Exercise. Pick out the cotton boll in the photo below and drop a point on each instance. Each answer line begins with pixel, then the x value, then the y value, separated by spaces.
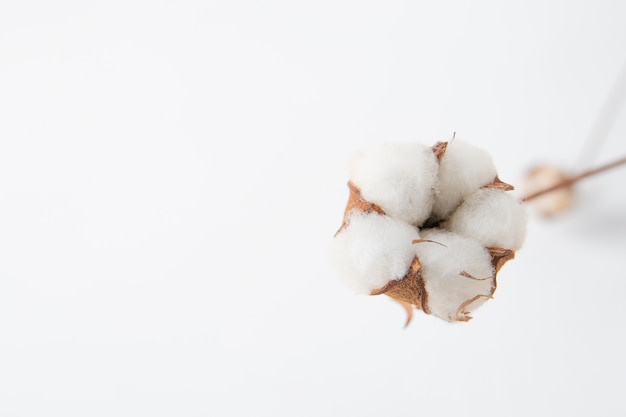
pixel 398 177
pixel 492 217
pixel 463 169
pixel 372 250
pixel 458 277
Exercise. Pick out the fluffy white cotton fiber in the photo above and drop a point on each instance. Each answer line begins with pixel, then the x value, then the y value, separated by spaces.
pixel 463 169
pixel 447 272
pixel 491 217
pixel 399 177
pixel 372 250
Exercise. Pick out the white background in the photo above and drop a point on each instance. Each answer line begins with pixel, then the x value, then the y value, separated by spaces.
pixel 171 174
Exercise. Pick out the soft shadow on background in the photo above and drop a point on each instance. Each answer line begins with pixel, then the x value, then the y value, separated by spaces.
pixel 171 174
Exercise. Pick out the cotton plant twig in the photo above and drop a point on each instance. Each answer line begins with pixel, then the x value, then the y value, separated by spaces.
pixel 567 182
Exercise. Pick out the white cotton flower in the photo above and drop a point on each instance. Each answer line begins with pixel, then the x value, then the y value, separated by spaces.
pixel 398 177
pixel 463 169
pixel 492 217
pixel 458 277
pixel 372 250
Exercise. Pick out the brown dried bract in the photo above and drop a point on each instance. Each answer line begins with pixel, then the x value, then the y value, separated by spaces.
pixel 500 256
pixel 357 202
pixel 440 149
pixel 499 185
pixel 408 290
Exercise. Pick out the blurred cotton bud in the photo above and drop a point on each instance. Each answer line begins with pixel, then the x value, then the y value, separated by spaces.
pixel 429 227
pixel 553 203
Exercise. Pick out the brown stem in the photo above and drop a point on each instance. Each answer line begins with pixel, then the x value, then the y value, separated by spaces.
pixel 572 180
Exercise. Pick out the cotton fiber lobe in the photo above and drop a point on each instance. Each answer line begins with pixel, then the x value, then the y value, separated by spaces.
pixel 463 169
pixel 443 268
pixel 491 217
pixel 372 250
pixel 400 178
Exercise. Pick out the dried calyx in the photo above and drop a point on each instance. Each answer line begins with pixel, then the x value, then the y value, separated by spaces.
pixel 429 227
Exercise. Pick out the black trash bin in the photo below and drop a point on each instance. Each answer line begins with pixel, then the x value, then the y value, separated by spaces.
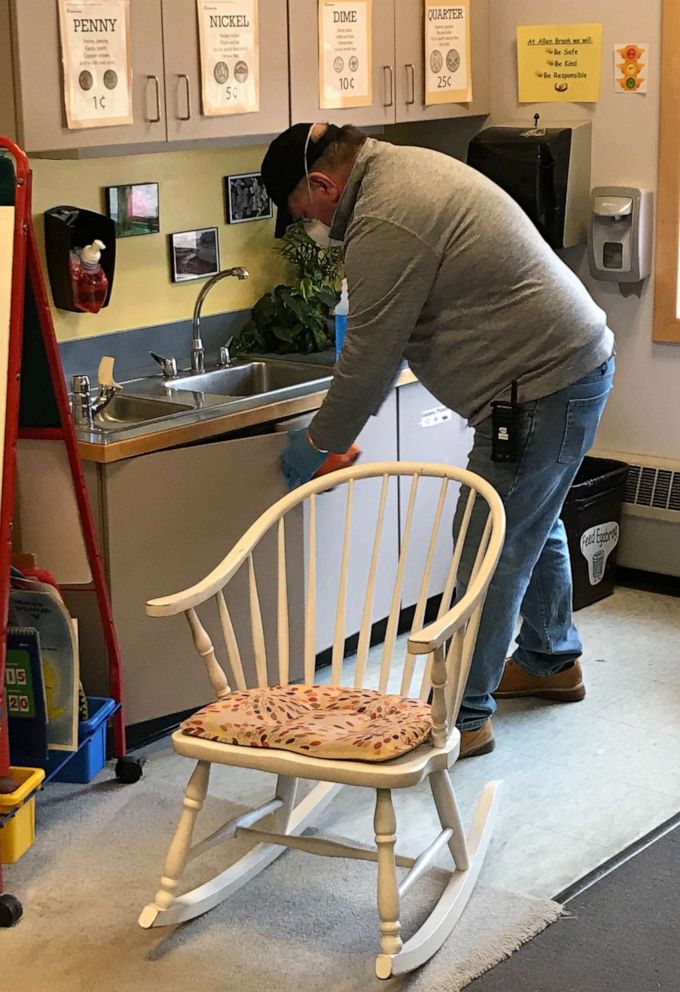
pixel 592 518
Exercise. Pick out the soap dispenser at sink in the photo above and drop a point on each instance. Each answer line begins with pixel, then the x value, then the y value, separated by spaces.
pixel 84 407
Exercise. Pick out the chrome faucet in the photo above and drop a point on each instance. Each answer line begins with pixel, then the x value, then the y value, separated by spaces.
pixel 197 350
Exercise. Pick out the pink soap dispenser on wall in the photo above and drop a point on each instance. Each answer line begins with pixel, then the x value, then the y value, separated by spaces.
pixel 90 285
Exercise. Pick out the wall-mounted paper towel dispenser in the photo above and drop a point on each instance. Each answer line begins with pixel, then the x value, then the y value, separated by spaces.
pixel 546 170
pixel 620 242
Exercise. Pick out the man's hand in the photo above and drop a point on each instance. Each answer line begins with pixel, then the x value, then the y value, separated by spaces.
pixel 300 460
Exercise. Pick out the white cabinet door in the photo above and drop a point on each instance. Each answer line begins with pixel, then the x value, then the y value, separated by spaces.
pixel 41 124
pixel 304 67
pixel 429 432
pixel 183 80
pixel 170 518
pixel 410 61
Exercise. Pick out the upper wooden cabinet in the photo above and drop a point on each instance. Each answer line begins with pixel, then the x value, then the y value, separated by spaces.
pixel 398 66
pixel 166 78
pixel 34 48
pixel 166 85
pixel 183 76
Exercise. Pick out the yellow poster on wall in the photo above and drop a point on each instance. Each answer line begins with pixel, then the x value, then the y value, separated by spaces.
pixel 447 52
pixel 345 53
pixel 559 63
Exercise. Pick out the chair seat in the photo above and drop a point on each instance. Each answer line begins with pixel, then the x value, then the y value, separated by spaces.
pixel 318 721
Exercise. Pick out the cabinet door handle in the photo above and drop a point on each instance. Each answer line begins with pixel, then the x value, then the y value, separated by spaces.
pixel 411 83
pixel 155 80
pixel 388 78
pixel 187 116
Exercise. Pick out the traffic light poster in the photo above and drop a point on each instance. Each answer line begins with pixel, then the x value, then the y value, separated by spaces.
pixel 559 63
pixel 631 66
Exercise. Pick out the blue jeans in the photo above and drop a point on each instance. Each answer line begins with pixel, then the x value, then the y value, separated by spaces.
pixel 533 577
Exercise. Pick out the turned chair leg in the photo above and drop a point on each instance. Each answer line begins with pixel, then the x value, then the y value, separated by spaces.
pixel 194 797
pixel 449 817
pixel 385 825
pixel 286 791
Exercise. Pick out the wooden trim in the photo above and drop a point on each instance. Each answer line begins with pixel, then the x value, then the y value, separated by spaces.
pixel 666 320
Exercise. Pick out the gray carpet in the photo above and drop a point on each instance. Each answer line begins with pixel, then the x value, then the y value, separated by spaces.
pixel 620 935
pixel 305 924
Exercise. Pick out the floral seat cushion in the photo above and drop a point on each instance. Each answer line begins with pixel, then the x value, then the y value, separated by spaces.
pixel 319 720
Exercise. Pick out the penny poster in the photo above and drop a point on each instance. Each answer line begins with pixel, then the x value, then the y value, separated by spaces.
pixel 448 77
pixel 345 53
pixel 230 56
pixel 559 63
pixel 95 48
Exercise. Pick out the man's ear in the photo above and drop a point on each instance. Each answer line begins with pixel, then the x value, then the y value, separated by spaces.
pixel 325 183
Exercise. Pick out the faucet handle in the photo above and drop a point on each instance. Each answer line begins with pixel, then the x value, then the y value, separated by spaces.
pixel 224 359
pixel 168 365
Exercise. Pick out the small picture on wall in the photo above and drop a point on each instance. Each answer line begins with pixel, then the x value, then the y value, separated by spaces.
pixel 134 208
pixel 195 254
pixel 247 198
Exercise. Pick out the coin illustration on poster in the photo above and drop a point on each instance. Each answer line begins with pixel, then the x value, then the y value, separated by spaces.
pixel 97 66
pixel 230 56
pixel 345 65
pixel 447 52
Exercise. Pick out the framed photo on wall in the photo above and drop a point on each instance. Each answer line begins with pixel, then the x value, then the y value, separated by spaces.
pixel 195 254
pixel 246 198
pixel 134 208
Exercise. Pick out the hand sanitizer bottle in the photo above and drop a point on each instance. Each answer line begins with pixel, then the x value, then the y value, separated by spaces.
pixel 341 313
pixel 90 285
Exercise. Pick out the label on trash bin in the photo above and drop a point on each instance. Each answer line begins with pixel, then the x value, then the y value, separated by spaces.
pixel 597 543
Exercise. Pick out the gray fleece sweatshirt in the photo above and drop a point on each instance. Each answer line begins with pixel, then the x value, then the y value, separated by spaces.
pixel 446 271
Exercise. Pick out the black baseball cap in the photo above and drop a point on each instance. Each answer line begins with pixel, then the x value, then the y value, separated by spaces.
pixel 284 166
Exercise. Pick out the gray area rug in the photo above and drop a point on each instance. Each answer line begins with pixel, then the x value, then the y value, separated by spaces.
pixel 620 935
pixel 306 923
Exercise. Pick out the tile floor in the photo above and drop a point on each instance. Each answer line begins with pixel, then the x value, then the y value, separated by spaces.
pixel 581 781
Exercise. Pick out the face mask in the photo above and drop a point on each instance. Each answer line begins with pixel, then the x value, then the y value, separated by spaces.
pixel 318 231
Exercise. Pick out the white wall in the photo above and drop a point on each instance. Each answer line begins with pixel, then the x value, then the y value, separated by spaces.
pixel 643 415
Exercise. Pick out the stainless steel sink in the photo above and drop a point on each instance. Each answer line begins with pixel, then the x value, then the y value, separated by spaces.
pixel 124 411
pixel 250 379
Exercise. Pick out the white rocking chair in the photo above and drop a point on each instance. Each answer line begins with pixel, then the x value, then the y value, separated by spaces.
pixel 448 643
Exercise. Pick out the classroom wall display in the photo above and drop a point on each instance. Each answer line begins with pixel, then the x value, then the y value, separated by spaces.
pixel 559 63
pixel 230 56
pixel 246 198
pixel 194 254
pixel 134 208
pixel 631 67
pixel 345 53
pixel 97 62
pixel 448 77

# # # #

Give again, word for word, every line from the one holding "Exercise. Pick out the gray area" to the end of the data.

=== Problem solution ===
Exercise. Pick out the gray area rug in the photo above and drop a point on each instance. Each answer line begins with pixel, then the x value, then the y value, separated by spaces.
pixel 620 935
pixel 306 923
Exercise. Pick out the tile floor in the photo above and drop a point on each instance. Each answer line begins with pixel, then the x value, then the y value, separated by spaces.
pixel 581 781
Exercise. Pick out the face mask in the photo above and drop a point on each instance. Each answer line begins with pixel, then the x value, then the y value, separated by spaces.
pixel 318 231
Exercise. Pick out the white wall in the photo above and drop a point on each instance. Each answer line begins with pixel, then the x value, then the y value, separated by spaces.
pixel 643 415
Exercise. Pick out the stainless steel sink in the photo above and drop a point on each instance. Each answer line begins with pixel, then the x value, then the y value, separated by spaces.
pixel 124 411
pixel 250 379
Exercise. Pick out the white rocking chair in the photo above and drop a point on each instance. Each answer line begins with pixel, then the x value, then the y value, separated by spaces.
pixel 448 643
Exercise. Pick out the classroom wall display in the photo above and drop a point on each instance. Each answer line begins with pixel, then the x value, then the y value, separated by spaces.
pixel 559 63
pixel 230 56
pixel 246 198
pixel 194 254
pixel 134 208
pixel 631 67
pixel 345 53
pixel 97 62
pixel 448 77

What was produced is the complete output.